== AIM OF THE TASK ==
Reproduce word for word the line holding "Point to the waterfall." and all lines after it in the data, through the end, leaving out pictures.

== GIVEN DATA ==
*** Begin section ***

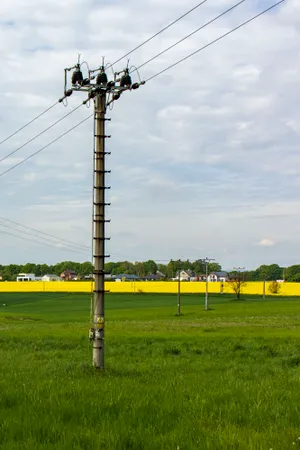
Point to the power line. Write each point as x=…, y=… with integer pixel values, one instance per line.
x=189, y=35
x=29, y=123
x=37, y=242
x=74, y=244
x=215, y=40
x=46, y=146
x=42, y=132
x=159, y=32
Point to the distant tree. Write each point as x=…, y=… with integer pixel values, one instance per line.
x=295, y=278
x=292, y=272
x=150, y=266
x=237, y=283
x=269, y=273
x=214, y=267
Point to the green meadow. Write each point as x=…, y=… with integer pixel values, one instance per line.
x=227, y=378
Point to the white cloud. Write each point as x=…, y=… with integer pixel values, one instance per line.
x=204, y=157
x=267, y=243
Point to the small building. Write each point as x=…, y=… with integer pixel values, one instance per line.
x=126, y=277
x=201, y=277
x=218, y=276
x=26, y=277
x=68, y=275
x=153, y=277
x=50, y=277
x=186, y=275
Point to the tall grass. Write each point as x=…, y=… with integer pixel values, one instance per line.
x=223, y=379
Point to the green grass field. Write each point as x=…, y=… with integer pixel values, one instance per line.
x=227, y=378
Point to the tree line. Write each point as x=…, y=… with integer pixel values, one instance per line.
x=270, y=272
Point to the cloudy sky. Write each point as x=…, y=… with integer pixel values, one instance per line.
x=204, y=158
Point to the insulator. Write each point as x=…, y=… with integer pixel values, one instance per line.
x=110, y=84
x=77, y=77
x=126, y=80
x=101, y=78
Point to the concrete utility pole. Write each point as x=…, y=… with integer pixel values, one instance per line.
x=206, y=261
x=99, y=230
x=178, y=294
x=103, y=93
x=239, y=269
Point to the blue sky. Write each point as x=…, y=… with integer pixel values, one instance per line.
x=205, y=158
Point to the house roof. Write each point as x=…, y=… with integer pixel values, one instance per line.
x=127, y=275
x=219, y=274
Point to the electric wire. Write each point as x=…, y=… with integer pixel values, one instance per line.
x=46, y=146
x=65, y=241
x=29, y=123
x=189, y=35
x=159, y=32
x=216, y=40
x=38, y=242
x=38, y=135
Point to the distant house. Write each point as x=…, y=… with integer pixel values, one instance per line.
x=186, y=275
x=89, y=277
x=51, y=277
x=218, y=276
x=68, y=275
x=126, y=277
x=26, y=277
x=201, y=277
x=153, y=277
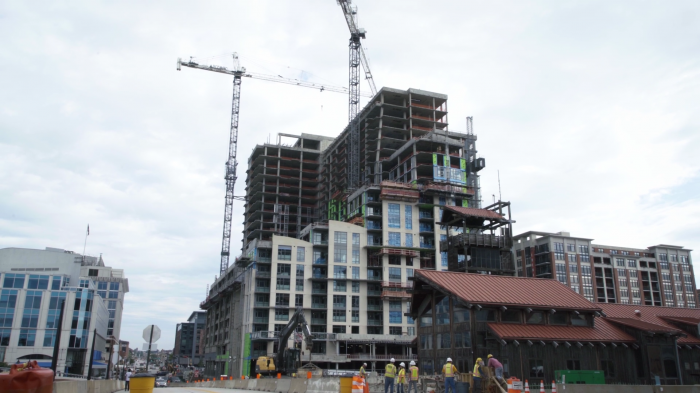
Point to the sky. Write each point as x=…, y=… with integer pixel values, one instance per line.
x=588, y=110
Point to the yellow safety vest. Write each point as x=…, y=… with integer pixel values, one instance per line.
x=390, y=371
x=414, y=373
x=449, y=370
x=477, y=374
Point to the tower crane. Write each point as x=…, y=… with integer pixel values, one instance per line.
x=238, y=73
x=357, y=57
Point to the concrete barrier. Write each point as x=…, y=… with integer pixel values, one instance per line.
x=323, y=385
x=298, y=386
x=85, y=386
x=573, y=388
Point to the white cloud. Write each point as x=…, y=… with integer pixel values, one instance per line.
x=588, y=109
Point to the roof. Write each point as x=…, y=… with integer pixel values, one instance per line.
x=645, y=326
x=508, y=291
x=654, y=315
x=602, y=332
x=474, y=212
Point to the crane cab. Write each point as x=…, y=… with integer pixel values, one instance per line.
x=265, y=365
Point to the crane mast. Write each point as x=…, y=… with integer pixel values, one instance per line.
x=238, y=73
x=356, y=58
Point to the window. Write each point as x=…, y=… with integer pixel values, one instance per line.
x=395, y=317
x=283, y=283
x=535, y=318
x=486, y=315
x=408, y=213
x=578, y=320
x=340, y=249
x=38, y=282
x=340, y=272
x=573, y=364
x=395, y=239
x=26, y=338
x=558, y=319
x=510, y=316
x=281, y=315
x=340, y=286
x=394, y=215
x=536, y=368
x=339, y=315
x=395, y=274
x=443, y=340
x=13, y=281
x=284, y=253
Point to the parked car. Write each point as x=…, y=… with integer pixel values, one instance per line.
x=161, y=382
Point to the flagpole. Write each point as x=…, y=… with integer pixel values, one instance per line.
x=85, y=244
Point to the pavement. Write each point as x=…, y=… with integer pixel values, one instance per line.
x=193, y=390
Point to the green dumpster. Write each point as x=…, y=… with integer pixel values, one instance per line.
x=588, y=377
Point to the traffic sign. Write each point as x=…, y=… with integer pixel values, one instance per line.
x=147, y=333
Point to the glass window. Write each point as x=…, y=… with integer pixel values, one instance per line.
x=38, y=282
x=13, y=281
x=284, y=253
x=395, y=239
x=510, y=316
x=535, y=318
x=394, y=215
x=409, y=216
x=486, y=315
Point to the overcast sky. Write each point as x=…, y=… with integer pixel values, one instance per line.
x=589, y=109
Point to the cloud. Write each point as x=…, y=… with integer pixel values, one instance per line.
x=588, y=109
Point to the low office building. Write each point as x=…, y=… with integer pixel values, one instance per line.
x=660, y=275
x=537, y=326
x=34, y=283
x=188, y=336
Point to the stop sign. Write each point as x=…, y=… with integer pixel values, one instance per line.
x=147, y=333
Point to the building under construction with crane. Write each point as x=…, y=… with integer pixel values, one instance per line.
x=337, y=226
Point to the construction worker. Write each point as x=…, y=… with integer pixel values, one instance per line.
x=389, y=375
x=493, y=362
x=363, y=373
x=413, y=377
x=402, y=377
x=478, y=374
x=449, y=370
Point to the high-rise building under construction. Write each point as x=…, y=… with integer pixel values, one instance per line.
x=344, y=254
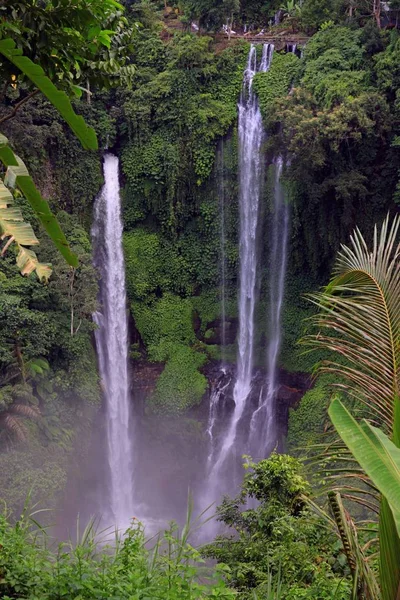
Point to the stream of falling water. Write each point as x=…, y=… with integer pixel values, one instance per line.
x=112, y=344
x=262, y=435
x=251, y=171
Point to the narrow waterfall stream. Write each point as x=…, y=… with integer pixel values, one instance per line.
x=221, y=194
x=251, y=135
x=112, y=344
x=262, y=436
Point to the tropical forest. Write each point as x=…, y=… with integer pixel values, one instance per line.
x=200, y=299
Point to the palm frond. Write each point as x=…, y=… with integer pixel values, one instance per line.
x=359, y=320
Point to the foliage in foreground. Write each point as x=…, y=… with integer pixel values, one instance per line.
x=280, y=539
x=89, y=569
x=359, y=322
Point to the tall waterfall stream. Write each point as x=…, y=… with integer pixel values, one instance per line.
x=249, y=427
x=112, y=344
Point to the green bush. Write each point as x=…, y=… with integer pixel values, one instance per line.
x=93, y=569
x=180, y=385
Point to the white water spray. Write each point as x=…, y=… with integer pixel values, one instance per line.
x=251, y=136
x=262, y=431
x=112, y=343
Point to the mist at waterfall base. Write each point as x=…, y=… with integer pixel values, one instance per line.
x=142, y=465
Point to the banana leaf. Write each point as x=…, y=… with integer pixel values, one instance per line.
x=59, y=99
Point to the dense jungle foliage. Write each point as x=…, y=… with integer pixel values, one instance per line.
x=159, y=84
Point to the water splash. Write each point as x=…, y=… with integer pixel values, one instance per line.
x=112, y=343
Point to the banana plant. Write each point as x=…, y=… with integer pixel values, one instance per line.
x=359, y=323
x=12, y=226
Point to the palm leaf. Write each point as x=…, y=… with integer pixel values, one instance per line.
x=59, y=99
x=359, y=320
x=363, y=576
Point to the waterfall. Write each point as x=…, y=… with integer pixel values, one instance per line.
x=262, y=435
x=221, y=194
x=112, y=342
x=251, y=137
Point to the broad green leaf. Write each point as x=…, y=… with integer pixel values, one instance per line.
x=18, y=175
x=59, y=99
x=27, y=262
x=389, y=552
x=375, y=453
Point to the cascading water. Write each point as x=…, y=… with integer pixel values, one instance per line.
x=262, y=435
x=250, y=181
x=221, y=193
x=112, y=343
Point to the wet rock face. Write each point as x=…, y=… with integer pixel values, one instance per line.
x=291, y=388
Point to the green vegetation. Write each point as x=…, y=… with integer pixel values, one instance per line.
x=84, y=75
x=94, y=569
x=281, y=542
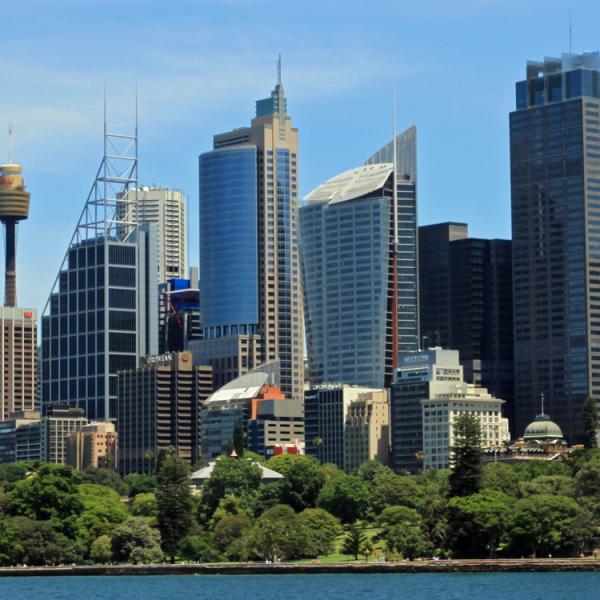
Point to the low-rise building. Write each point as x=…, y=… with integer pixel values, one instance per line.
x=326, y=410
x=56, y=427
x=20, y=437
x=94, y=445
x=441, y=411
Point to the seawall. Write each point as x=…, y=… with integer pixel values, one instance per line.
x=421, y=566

*** End section ***

== SOLUTION FOR THIS PROBLEM ==
Point to the waterfall. Write each point as x=…, y=… with integer pixel values, one instance per line.
x=262, y=435
x=221, y=194
x=112, y=342
x=251, y=137
Point to the broad green leaf. Write each point as x=…, y=… with integer pixel values, one instance per line.
x=18, y=175
x=59, y=99
x=27, y=262
x=389, y=552
x=375, y=453
Point to the cascading water. Write each point as x=…, y=… with integer pixel values, one instance per line.
x=262, y=435
x=250, y=181
x=221, y=193
x=112, y=343
Point to the wet rock face. Write each point as x=…, y=… with integer pixel values, one instance per line.
x=291, y=388
Point to the green vegetation. Write each point as x=…, y=… with integer pixel values, one instance per line.
x=84, y=75
x=94, y=569
x=281, y=542
Point to the low-rise building. Write each point as x=…, y=… with integer pixel values, one instance per line.
x=326, y=410
x=56, y=427
x=20, y=437
x=94, y=445
x=441, y=411
Point to the seawall. Write each point as x=…, y=… with integer pixel values, one instance per line.
x=421, y=566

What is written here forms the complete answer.